═══ RECORDS SUPPLIED

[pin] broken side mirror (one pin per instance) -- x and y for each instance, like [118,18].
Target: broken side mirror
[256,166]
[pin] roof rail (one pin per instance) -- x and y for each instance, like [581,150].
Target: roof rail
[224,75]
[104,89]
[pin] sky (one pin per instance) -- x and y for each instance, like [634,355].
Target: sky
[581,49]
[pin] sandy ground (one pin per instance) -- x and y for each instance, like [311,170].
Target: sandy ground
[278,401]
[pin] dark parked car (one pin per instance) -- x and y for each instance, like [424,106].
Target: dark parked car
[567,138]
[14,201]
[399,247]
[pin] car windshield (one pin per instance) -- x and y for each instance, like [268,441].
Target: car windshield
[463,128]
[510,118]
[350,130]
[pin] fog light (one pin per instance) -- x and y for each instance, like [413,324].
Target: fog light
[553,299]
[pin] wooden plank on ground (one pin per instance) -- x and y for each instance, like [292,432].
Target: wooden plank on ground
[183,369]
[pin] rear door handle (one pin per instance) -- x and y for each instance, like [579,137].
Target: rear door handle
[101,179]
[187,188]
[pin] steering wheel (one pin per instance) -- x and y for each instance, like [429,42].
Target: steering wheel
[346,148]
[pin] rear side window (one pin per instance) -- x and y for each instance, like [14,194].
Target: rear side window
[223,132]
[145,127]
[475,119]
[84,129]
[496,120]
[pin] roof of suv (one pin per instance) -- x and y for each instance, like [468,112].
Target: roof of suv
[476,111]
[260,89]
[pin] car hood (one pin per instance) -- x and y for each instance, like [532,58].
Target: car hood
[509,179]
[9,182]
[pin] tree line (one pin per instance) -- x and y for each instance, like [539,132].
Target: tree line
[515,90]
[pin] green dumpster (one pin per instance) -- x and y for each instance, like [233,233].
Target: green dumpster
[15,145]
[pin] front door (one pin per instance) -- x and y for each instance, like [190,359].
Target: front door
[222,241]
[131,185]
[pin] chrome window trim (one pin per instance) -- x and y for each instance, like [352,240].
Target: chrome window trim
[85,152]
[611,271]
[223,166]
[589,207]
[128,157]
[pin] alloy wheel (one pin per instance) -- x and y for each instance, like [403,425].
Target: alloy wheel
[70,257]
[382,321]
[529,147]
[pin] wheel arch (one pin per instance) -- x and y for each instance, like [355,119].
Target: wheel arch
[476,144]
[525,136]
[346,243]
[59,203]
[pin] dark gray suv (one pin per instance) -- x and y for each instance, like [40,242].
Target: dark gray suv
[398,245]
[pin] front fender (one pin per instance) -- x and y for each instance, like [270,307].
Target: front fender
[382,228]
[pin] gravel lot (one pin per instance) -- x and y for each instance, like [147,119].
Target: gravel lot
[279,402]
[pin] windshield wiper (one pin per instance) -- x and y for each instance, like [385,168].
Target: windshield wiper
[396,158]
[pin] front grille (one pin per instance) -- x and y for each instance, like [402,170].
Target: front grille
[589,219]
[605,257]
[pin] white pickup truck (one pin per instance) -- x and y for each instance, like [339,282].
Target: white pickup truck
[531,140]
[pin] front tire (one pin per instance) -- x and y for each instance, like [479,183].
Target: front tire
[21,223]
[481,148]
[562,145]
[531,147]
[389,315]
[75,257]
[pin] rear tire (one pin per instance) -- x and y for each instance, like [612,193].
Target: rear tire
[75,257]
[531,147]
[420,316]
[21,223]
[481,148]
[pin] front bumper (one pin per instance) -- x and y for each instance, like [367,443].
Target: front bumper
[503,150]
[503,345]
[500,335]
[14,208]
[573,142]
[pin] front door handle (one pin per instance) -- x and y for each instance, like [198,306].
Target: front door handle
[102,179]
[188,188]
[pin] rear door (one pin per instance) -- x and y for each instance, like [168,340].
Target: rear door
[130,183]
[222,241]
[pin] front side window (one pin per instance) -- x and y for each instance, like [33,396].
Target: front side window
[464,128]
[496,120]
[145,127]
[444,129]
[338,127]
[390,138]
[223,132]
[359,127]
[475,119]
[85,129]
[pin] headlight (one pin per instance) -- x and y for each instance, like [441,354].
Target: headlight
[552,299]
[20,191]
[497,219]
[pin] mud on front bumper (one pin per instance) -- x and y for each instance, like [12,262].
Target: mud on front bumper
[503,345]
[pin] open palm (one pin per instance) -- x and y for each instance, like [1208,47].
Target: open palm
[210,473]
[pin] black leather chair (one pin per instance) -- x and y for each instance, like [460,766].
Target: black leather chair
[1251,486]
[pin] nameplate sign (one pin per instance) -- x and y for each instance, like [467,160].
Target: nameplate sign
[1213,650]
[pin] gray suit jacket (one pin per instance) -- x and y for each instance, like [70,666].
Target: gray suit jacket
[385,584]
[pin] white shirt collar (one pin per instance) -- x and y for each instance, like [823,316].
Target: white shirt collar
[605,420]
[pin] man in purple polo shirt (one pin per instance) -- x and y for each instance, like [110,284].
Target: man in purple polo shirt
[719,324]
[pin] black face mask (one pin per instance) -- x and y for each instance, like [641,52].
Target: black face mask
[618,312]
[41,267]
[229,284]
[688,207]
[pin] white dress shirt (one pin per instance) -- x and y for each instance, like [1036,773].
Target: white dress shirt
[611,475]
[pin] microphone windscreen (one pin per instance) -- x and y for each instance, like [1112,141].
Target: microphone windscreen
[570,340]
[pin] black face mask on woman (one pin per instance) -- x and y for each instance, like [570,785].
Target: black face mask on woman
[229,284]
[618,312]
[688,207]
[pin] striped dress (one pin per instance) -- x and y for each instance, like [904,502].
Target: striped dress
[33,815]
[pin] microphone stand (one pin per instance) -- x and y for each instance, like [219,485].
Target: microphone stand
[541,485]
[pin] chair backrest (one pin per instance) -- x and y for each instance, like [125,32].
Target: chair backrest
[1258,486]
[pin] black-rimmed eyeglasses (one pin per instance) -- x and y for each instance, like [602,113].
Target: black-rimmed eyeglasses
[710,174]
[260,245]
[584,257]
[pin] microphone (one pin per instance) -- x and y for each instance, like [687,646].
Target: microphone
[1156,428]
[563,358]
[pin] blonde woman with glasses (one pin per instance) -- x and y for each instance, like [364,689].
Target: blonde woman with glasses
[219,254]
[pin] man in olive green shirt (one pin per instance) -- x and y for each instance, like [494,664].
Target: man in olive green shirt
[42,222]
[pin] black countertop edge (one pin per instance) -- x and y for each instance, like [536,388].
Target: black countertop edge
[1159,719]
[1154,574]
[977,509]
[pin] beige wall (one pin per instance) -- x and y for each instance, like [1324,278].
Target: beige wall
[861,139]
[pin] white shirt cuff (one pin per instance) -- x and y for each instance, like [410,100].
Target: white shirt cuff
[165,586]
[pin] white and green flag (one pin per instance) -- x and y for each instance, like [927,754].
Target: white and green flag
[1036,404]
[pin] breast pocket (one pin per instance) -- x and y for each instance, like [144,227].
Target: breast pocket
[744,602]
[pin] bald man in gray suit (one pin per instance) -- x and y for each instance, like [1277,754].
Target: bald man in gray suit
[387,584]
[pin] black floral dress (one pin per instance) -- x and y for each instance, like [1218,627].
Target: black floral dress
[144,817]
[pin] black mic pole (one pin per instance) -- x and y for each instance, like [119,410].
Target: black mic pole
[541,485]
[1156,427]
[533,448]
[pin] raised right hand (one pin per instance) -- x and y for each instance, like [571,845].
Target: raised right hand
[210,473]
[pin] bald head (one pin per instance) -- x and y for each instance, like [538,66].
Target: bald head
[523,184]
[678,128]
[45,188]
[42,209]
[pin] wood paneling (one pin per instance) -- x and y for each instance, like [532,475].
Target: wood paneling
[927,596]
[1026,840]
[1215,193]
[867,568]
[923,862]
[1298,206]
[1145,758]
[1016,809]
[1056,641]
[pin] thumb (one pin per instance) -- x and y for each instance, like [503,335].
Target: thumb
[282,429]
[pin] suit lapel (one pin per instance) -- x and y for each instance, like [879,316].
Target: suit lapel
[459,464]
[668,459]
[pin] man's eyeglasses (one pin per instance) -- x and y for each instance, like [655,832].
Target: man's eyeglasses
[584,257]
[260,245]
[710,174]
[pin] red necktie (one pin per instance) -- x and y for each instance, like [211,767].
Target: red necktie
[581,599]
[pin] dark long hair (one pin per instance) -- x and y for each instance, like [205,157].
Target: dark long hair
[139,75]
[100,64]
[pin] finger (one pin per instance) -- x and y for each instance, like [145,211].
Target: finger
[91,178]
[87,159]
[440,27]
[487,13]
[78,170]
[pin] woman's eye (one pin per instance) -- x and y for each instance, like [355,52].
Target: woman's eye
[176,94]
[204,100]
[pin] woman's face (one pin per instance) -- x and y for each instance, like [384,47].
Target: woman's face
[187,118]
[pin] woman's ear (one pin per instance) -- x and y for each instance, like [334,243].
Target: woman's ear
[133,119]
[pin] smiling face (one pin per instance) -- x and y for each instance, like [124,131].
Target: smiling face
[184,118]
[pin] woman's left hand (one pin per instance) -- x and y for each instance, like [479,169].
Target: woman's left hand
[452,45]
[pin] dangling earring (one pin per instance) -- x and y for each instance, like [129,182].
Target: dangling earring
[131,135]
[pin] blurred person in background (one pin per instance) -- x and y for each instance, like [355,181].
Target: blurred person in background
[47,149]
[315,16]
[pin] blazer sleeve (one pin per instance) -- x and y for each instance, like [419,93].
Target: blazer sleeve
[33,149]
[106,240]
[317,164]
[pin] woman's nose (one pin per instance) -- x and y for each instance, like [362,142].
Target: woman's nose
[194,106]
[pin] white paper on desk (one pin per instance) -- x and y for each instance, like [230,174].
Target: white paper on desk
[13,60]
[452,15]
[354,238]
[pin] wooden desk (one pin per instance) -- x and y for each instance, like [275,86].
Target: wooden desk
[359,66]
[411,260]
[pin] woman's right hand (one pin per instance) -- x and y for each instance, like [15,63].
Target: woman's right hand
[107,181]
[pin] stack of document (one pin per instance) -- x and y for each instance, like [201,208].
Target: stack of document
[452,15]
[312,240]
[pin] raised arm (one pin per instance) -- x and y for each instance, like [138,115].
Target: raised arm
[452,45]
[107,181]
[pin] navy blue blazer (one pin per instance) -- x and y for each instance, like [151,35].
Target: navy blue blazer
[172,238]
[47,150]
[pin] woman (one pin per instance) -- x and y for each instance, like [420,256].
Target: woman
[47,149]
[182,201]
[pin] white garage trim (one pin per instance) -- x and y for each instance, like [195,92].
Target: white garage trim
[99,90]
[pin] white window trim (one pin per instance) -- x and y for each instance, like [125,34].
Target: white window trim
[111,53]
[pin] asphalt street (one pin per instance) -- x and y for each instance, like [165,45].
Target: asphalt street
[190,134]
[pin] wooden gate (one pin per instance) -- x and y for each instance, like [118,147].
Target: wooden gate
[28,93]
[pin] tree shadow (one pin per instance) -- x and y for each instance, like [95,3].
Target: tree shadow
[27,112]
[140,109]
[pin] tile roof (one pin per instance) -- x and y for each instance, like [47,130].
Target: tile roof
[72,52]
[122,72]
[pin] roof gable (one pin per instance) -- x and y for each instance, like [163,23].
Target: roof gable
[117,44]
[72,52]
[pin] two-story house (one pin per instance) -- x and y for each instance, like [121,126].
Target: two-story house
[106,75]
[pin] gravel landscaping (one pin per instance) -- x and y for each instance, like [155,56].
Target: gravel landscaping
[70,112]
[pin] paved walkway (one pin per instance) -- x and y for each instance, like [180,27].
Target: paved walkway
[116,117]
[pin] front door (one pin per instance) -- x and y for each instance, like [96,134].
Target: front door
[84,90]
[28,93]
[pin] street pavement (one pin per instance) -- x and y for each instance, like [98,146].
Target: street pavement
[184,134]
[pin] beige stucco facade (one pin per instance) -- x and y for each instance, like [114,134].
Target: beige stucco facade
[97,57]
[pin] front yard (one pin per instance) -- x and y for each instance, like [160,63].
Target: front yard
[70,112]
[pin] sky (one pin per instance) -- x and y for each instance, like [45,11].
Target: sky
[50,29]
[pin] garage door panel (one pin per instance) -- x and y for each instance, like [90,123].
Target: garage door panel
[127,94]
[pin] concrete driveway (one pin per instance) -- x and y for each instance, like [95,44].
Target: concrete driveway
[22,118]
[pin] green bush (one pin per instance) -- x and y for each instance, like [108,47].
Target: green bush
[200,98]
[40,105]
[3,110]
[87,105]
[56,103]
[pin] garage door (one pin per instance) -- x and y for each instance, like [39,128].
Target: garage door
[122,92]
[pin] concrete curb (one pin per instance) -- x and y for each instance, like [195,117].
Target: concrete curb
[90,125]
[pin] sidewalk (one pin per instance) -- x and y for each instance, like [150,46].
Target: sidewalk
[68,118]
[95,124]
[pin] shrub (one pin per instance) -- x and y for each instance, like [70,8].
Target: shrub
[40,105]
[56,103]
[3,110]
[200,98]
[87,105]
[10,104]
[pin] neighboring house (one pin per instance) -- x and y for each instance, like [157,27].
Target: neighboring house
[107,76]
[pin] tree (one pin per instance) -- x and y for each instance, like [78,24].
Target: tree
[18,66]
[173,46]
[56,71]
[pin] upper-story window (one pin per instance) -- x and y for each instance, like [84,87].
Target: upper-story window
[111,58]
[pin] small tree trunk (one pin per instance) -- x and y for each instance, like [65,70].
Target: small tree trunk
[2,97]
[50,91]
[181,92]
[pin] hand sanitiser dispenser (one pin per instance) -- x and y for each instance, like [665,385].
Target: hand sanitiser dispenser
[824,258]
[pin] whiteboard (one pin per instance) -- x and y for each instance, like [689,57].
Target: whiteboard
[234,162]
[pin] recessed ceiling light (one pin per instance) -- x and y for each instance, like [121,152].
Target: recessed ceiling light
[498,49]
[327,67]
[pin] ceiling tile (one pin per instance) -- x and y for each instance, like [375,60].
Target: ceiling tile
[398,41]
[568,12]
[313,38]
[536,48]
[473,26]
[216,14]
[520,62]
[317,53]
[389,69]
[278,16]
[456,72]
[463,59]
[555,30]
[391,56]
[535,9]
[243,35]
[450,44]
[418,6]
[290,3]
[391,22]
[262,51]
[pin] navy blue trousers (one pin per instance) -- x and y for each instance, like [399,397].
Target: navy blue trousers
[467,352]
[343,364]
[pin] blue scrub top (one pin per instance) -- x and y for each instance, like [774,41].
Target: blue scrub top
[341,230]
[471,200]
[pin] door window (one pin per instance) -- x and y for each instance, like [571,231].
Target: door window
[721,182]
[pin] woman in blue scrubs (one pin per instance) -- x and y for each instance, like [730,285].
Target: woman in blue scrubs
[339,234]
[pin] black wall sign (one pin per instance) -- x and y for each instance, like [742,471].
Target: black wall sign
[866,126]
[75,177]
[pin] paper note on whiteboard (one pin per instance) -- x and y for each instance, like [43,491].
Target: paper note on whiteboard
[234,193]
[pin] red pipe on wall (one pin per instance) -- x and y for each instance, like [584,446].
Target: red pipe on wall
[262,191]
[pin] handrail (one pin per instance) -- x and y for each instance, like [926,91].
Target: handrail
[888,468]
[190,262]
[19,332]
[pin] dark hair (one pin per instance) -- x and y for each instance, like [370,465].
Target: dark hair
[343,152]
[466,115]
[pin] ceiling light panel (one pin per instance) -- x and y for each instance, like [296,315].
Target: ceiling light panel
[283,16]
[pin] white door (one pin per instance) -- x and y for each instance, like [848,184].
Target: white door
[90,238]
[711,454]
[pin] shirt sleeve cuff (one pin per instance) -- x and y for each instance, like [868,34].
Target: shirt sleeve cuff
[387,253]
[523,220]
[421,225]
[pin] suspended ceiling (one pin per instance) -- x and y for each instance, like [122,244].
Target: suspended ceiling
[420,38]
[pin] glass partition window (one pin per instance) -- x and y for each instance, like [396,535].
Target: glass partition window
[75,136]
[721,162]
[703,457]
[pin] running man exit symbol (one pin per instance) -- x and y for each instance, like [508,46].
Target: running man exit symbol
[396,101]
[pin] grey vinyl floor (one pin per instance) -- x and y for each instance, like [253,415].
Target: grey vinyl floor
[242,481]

══════

EXERCISE:
From the data above, output exactly the lines between the one containing "Target: black wall sign" and the one containing "[pin] shirt sleeve", counting both of them.

ANSWER:
Target: black wall sign
[866,126]
[75,177]
[pin] paper note on whiteboard (one pin per instance) -- x and y for each instance, like [43,491].
Target: paper note on whiteboard
[234,193]
[pin] red pipe on wall (one pin per instance) -- x and y for each instance, like [584,446].
Target: red pipe on wall
[262,191]
[pin] handrail (one pin per instance) -- x and y for each instance, like [926,91].
Target: handrail
[888,468]
[190,262]
[19,332]
[pin] dark hair (one pin per instance) -- x and y for each instance, like [370,465].
Target: dark hair
[343,152]
[466,115]
[pin] ceiling light panel (one pin per instance) -- x and y for each instance, like [296,315].
Target: ceiling light panel
[283,16]
[pin] white door (one pin per instance) -- x and y for each instance, like [848,184].
Target: white door
[90,238]
[711,454]
[pin] shirt sleeve cuff (one pin per instance) -- x and y for each instance, like [868,34].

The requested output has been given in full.